State how many lines in the entries below contain the string "covered". Give only the number.

#####

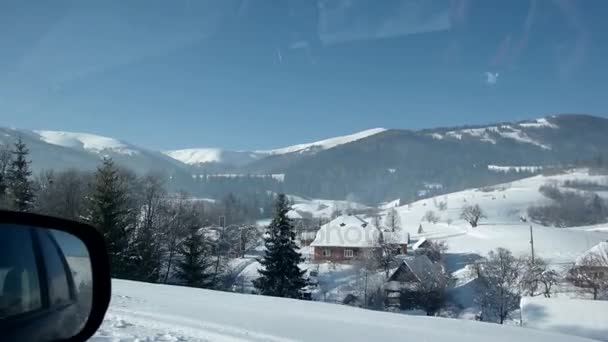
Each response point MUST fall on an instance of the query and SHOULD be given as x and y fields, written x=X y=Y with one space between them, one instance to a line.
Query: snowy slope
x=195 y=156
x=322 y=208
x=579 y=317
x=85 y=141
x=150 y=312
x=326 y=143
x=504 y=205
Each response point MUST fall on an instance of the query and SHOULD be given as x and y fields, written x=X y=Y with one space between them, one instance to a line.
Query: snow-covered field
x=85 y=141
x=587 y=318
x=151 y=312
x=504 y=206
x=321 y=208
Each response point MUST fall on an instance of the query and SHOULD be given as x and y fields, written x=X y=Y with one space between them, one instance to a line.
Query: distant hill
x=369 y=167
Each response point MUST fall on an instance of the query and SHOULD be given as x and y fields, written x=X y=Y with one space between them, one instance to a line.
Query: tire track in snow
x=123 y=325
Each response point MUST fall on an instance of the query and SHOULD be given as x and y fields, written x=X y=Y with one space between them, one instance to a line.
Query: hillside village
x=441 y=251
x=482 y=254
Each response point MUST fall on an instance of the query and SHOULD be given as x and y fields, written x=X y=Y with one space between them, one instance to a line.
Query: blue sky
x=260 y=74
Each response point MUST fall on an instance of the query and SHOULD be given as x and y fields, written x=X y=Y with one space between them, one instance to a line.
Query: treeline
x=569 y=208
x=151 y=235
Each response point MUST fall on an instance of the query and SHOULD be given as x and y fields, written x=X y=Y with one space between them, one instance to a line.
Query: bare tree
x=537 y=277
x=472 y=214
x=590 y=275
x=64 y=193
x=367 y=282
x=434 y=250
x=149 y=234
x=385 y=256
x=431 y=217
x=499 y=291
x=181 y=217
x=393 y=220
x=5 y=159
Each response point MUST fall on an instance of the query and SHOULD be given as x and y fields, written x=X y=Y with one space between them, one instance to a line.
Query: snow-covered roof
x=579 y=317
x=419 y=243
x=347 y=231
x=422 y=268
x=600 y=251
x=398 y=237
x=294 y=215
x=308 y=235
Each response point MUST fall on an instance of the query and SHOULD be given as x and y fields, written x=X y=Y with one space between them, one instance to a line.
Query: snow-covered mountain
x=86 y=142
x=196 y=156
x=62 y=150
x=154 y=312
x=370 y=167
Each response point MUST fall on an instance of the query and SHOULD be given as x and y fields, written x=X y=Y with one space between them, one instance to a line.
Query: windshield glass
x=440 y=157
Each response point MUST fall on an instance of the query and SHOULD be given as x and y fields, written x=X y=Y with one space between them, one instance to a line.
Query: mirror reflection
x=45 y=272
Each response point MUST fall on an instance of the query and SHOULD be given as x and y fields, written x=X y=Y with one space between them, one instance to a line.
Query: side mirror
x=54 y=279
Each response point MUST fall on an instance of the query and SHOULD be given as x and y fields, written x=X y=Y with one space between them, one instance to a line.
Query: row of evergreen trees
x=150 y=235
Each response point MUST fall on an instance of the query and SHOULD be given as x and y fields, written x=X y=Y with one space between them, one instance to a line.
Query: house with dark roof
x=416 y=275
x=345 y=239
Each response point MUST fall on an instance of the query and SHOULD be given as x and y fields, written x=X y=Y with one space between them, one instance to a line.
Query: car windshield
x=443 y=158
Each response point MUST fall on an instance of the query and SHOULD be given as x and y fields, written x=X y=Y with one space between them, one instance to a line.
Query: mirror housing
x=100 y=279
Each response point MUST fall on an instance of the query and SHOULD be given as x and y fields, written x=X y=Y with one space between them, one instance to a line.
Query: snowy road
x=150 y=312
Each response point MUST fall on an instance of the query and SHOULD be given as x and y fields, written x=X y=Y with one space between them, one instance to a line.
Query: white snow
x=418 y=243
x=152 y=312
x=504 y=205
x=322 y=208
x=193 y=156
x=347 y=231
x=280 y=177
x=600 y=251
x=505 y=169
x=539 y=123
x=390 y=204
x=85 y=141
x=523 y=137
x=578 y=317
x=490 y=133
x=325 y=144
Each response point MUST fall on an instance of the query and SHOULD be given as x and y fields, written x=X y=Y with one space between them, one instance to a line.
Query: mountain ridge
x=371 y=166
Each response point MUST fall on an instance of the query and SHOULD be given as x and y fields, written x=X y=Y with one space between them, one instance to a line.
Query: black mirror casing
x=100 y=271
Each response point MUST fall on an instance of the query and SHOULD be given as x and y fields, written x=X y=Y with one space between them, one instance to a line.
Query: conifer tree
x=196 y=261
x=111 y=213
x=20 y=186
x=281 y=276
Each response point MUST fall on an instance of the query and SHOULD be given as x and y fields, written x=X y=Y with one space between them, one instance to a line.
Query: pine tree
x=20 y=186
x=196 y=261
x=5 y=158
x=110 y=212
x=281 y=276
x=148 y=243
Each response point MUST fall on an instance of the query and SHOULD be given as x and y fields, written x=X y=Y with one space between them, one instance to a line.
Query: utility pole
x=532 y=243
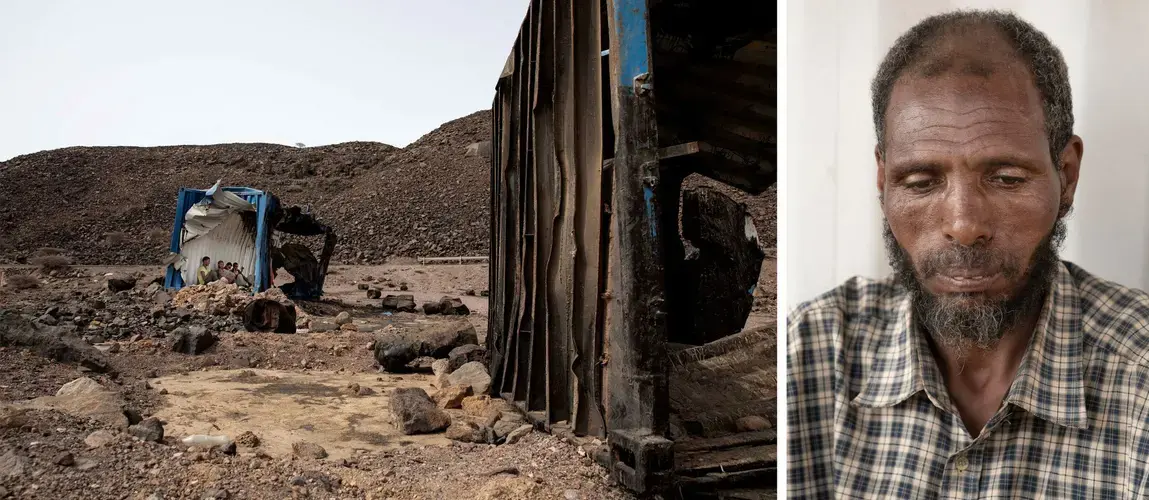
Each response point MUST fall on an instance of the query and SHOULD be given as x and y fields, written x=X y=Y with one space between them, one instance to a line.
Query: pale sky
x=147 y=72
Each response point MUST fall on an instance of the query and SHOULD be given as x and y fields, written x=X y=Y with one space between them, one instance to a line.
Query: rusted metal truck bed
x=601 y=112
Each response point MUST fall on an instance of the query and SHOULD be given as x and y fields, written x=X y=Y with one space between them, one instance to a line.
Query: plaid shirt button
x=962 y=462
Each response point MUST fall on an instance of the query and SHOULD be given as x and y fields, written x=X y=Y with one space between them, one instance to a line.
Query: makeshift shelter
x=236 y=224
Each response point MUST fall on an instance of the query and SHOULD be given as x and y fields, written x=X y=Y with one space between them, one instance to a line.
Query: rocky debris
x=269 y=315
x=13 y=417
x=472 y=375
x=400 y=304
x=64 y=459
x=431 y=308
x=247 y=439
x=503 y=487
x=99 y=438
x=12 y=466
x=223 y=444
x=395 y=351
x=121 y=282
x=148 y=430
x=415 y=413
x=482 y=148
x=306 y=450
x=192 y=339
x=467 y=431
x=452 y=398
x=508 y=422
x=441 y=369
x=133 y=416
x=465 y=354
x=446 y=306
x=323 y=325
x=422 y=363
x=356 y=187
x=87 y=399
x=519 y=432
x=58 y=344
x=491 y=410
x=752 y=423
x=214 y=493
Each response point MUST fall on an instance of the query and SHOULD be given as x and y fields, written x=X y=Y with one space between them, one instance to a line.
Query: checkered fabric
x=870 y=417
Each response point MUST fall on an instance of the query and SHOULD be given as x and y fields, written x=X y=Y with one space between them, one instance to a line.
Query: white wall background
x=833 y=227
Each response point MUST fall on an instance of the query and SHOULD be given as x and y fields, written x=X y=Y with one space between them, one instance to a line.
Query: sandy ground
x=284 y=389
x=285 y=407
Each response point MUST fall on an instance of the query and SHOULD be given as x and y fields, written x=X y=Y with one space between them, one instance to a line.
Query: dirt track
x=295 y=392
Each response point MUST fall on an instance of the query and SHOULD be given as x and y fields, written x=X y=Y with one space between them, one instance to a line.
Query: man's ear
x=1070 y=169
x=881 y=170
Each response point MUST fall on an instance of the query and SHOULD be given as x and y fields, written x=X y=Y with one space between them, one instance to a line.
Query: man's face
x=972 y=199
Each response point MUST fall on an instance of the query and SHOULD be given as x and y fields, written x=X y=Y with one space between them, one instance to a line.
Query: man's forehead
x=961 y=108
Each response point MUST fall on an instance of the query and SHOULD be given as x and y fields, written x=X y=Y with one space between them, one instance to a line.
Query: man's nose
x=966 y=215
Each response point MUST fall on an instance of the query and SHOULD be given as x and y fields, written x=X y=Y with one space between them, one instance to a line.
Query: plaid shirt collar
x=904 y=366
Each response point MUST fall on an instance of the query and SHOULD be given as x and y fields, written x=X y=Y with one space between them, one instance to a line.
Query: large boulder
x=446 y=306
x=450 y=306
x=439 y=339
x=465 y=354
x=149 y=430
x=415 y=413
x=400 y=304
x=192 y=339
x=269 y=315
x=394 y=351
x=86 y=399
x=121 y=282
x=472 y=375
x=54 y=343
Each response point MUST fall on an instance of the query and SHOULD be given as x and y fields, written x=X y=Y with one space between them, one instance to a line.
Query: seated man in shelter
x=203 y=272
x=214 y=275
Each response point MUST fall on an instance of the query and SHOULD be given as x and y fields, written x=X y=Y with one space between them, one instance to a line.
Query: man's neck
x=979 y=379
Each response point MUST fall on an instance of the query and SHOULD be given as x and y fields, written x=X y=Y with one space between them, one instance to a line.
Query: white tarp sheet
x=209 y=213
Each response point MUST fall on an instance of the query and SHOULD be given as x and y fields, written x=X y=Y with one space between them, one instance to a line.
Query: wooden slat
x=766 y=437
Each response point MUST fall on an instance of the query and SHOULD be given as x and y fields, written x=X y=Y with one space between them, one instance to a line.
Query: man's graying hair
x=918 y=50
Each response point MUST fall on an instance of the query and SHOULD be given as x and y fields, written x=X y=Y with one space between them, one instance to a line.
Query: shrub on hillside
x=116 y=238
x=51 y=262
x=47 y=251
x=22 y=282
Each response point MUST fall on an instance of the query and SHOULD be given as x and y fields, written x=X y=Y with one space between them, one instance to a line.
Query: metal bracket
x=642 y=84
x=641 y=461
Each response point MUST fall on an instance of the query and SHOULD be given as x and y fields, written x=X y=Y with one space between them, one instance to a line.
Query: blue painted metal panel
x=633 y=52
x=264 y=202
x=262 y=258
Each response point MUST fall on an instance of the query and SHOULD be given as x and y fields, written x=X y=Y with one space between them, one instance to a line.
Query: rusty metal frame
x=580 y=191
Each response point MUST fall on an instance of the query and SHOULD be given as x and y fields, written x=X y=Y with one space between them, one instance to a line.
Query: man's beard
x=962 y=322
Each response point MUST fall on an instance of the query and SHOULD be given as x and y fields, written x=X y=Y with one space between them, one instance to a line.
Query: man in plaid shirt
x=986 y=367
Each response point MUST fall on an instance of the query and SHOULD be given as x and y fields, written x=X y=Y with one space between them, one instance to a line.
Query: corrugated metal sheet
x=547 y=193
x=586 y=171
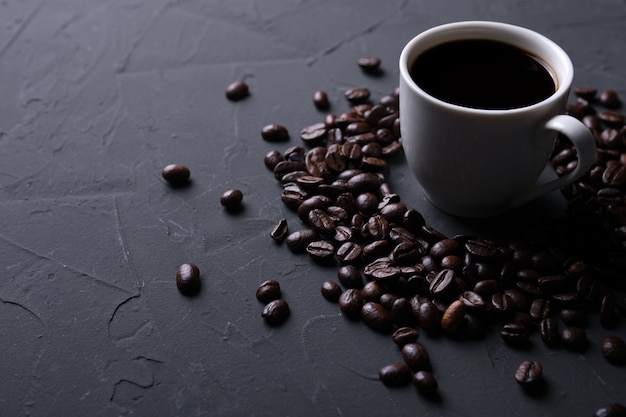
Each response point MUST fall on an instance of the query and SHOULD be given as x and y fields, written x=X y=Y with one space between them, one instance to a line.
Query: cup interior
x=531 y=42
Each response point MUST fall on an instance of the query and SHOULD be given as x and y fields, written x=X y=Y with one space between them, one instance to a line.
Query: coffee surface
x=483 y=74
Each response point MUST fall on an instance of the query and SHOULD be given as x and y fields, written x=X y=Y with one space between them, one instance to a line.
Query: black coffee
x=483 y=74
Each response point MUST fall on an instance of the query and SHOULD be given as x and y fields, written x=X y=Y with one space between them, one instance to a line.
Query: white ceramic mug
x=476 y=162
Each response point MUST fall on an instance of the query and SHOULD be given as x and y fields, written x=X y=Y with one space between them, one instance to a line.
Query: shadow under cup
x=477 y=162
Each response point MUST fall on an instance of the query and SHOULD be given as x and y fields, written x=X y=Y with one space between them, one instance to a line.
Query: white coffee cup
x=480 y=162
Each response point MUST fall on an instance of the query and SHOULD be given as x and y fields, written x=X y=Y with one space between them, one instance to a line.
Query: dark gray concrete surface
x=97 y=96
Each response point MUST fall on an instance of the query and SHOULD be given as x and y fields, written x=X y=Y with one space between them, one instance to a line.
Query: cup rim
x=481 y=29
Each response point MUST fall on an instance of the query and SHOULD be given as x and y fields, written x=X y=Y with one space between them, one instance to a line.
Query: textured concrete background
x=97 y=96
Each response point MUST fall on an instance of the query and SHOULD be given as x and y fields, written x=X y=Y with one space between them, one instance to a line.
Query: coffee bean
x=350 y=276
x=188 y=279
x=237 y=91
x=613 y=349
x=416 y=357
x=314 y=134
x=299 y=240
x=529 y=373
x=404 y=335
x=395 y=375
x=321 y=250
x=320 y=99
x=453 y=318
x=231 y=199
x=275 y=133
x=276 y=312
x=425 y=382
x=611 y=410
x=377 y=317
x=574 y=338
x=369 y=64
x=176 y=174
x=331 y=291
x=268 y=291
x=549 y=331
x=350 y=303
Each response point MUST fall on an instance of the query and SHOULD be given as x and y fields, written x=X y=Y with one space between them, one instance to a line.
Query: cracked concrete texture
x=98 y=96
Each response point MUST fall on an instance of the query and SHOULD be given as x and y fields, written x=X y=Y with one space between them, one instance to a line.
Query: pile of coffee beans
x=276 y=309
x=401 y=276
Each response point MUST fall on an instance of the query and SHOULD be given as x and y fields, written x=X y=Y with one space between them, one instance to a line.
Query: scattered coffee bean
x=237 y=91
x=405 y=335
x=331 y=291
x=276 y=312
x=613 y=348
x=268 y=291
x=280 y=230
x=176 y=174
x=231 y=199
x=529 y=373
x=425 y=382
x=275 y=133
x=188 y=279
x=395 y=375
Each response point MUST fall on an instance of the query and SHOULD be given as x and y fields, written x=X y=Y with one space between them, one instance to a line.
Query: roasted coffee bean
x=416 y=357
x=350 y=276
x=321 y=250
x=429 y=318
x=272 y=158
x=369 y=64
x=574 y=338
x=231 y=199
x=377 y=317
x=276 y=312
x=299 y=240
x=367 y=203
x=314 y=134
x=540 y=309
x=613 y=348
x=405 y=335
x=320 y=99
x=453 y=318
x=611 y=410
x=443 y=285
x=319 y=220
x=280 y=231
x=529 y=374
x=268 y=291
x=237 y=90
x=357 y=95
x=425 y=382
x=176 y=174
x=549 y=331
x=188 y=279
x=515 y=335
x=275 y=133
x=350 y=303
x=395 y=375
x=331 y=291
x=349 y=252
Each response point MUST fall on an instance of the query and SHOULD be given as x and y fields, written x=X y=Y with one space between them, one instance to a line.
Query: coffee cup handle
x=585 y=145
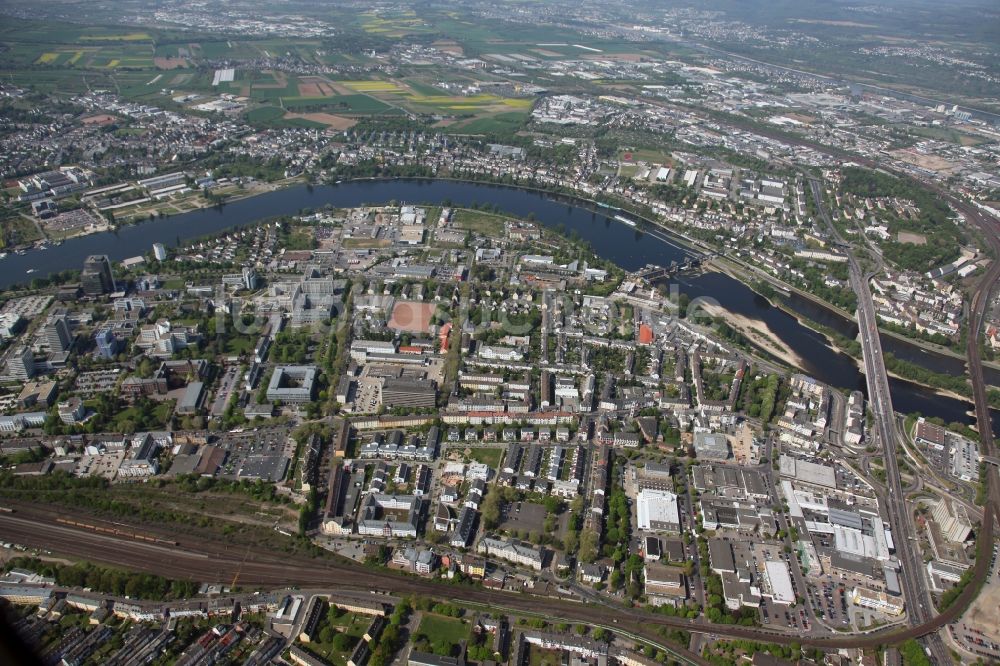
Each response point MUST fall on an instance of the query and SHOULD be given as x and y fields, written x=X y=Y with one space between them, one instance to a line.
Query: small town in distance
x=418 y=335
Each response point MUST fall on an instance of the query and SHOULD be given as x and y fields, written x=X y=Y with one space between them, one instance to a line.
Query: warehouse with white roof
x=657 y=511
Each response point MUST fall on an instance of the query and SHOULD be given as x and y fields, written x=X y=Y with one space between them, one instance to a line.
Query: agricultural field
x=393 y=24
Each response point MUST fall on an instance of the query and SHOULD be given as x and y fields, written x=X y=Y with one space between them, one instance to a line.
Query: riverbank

#####

**WRITTEN RESPONSE**
3